── Exercise materials

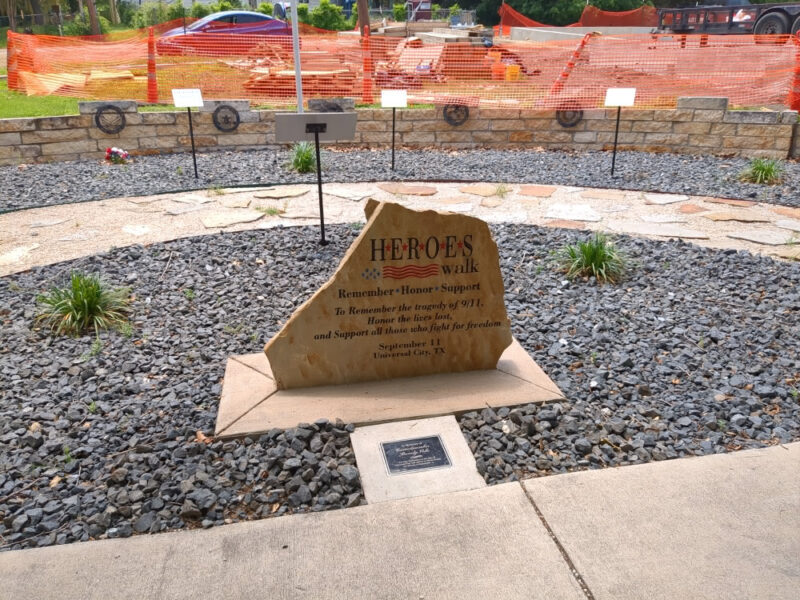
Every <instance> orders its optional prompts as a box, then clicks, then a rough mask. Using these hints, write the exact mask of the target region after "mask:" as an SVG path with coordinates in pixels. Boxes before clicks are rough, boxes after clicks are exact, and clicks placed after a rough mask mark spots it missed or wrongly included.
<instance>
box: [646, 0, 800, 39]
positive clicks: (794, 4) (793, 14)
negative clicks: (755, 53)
mask: <svg viewBox="0 0 800 600" xmlns="http://www.w3.org/2000/svg"><path fill="white" fill-rule="evenodd" d="M658 30H659V31H660V32H665V33H686V34H689V33H701V34H709V35H726V34H753V35H788V34H791V35H797V34H798V32H800V3H781V4H749V3H747V2H746V1H745V0H728V1H727V2H725V0H722V1H721V2H720V1H717V2H715V3H714V4H713V5H708V6H693V7H691V8H661V9H659V10H658Z"/></svg>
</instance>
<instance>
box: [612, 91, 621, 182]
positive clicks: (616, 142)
mask: <svg viewBox="0 0 800 600" xmlns="http://www.w3.org/2000/svg"><path fill="white" fill-rule="evenodd" d="M620 112H622V107H621V106H618V107H617V126H616V127H615V128H614V154H612V155H611V176H612V177H613V176H614V165H615V164H616V162H617V138H618V137H619V114H620Z"/></svg>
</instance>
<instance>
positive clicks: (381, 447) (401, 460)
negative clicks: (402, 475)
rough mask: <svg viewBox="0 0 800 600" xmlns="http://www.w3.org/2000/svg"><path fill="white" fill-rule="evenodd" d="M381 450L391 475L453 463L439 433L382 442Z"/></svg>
mask: <svg viewBox="0 0 800 600" xmlns="http://www.w3.org/2000/svg"><path fill="white" fill-rule="evenodd" d="M381 450H382V451H383V457H384V459H385V460H386V468H387V469H388V470H389V474H390V475H399V474H402V473H412V472H415V471H425V470H428V469H442V468H445V467H449V466H451V465H452V463H451V462H450V457H449V456H448V455H447V450H445V447H444V444H443V443H442V438H440V437H439V436H438V435H432V436H428V437H421V438H413V439H410V440H400V441H397V442H381Z"/></svg>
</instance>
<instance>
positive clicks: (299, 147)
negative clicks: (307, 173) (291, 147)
mask: <svg viewBox="0 0 800 600" xmlns="http://www.w3.org/2000/svg"><path fill="white" fill-rule="evenodd" d="M316 166H317V161H316V159H315V158H314V145H313V144H311V143H310V142H298V143H297V144H295V145H294V146H293V147H292V168H293V169H294V170H295V171H297V172H298V173H308V172H310V171H313V170H314V168H315V167H316Z"/></svg>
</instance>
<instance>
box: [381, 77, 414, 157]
mask: <svg viewBox="0 0 800 600" xmlns="http://www.w3.org/2000/svg"><path fill="white" fill-rule="evenodd" d="M381 106H382V107H383V108H391V109H392V171H394V137H395V135H394V134H395V123H396V121H397V109H398V108H405V107H406V106H408V91H407V90H381Z"/></svg>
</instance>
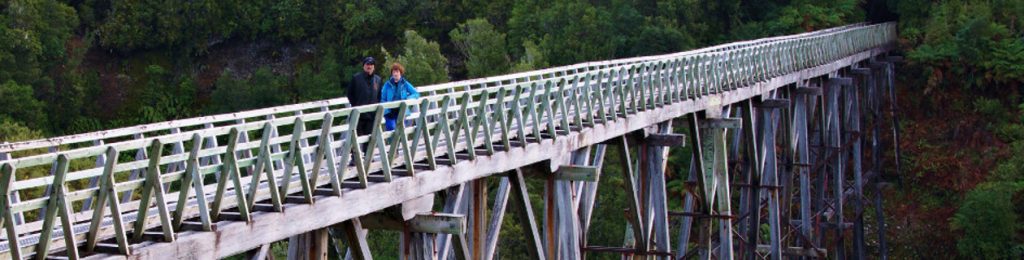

────

▸ **What the task requires**
From the first line to the last, set down the records word for word and drop the images.

▸ **Output for this task**
Every <instance> orders its optional prompts as a box, then clicks, then a rough mask. Using these hints, write the exact mask of the target region after "mask:" as an SVG path with coordinates in pixels. Boxes before clicks are rough, boxes after clicks are exact, and clicks placed after a rough mask mark spots it missed or wrongly included.
<instance>
box: [646, 0, 800, 39]
positive clicks: (794, 4) (793, 14)
negative clicks: (755, 53)
mask: <svg viewBox="0 0 800 600" xmlns="http://www.w3.org/2000/svg"><path fill="white" fill-rule="evenodd" d="M658 30H659V31H660V32H665V33H686V34H689V33H701V34H709V35H726V34H753V35H788V34H791V35H797V34H798V32H800V3H781V4H749V3H747V2H746V1H745V0H728V1H727V2H725V0H722V1H721V2H720V1H717V2H715V3H714V4H713V5H708V6H693V7H691V8H661V9H659V10H658Z"/></svg>
</instance>
<instance>
box: [612, 91, 621, 182]
positive clicks: (616, 142)
mask: <svg viewBox="0 0 800 600" xmlns="http://www.w3.org/2000/svg"><path fill="white" fill-rule="evenodd" d="M620 112H622V107H621V106H618V107H617V126H616V127H615V128H614V154H612V155H611V176H612V177H613V176H614V165H615V164H616V162H617V138H618V137H619V114H620Z"/></svg>
</instance>
<instance>
positive clicks: (381, 447) (401, 460)
negative clicks: (402, 475)
rough mask: <svg viewBox="0 0 800 600" xmlns="http://www.w3.org/2000/svg"><path fill="white" fill-rule="evenodd" d="M381 450L391 475L453 463L439 433L382 442Z"/></svg>
mask: <svg viewBox="0 0 800 600" xmlns="http://www.w3.org/2000/svg"><path fill="white" fill-rule="evenodd" d="M381 450H382V451H383V457H384V459H385V460H386V468H387V469H388V470H389V474H390V475H399V474H402V473H412V472H415V471H425V470H428V469H442V468H445V467H449V466H451V465H452V463H451V462H450V457H449V456H448V455H447V450H445V447H444V444H443V443H442V438H440V437H439V436H438V435H432V436H428V437H421V438H413V439H410V440H400V441H397V442H381Z"/></svg>
</instance>
<instance>
positive clicks: (299, 147)
negative clicks: (307, 173) (291, 147)
mask: <svg viewBox="0 0 800 600" xmlns="http://www.w3.org/2000/svg"><path fill="white" fill-rule="evenodd" d="M316 166H317V161H316V159H315V158H314V145H313V144H311V143H310V142H298V143H297V144H295V145H294V146H293V147H292V168H293V169H294V170H295V171H297V172H298V173H308V172H310V171H313V170H314V168H315V167H316Z"/></svg>
</instance>
<instance>
box: [381, 77, 414, 157]
mask: <svg viewBox="0 0 800 600" xmlns="http://www.w3.org/2000/svg"><path fill="white" fill-rule="evenodd" d="M381 106H382V107H383V108H391V109H392V171H394V137H395V135H394V134H395V123H396V121H397V109H398V108H405V107H406V106H408V91H407V90H381Z"/></svg>
</instance>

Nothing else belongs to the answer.